» **ACTIVITY**: An exact repetition of the records is required. Leave nothing out.

Saved entries
=== Section Start ===
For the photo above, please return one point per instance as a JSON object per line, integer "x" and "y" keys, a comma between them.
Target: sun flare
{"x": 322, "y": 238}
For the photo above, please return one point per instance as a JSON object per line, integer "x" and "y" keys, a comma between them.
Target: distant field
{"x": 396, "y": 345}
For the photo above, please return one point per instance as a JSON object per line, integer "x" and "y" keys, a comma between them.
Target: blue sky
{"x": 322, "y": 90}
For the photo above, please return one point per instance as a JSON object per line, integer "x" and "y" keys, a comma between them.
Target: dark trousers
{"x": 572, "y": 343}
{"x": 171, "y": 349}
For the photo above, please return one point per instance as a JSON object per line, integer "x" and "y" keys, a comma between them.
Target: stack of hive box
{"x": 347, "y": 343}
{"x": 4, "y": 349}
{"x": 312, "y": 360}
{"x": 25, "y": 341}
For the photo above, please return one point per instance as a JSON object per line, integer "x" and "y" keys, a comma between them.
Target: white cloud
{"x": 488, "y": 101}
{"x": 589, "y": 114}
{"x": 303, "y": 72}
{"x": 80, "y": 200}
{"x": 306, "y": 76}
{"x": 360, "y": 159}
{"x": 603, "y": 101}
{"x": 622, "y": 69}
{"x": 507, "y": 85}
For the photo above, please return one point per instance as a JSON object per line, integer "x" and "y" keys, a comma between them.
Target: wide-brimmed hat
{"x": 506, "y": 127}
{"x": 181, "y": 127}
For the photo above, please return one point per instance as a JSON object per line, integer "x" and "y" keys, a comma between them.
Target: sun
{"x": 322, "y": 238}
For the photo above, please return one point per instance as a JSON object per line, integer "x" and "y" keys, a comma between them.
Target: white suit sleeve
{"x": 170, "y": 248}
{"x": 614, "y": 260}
=== Section End ===
» **EXERCISE OUTPUT**:
For the photo above, please return one point per instance as a JSON object per line, integer "x" and "y" keys, a comma between them.
Target: sun flare
{"x": 322, "y": 238}
For the photo above, please return one point per instance as a JSON object per line, integer "x" and "y" keys, a comma between them.
Target: distant field
{"x": 396, "y": 345}
For the photo above, please return one point per instance as a JSON object per line, integer "x" and "y" keys, a comma between them.
Target: blue sky
{"x": 322, "y": 90}
For the photo above, please return one point per instance as a JSON object per line, integer "x" and "y" keys, a comma between them.
Target: dark trousers
{"x": 572, "y": 343}
{"x": 171, "y": 349}
For the photo above, please return one point per instance as a JSON object per line, integer "x" and "y" keys, a comma between them.
Target: stack of hive box
{"x": 347, "y": 343}
{"x": 4, "y": 349}
{"x": 312, "y": 360}
{"x": 25, "y": 341}
For the photo above, please return one point per instance as a JSON object per line, integer "x" and "y" keys, a comma between them.
Target: white cloud
{"x": 488, "y": 101}
{"x": 589, "y": 114}
{"x": 303, "y": 72}
{"x": 80, "y": 200}
{"x": 306, "y": 76}
{"x": 360, "y": 159}
{"x": 603, "y": 101}
{"x": 622, "y": 69}
{"x": 507, "y": 85}
For the photo above, please return one point per instance as a JSON object per line, integer "x" and "y" keys, a comma between them.
Target: wide-brimmed hat
{"x": 506, "y": 127}
{"x": 181, "y": 127}
For the photo above, please return one point per instance as a JSON object per line, integer "x" and "y" keys, a comma between them.
Target: sun
{"x": 322, "y": 238}
For the photo above, please return one point per instance as a JSON object per line, integer "x" and "y" keys, a comma between them.
Target: white suit sleeve
{"x": 170, "y": 248}
{"x": 614, "y": 260}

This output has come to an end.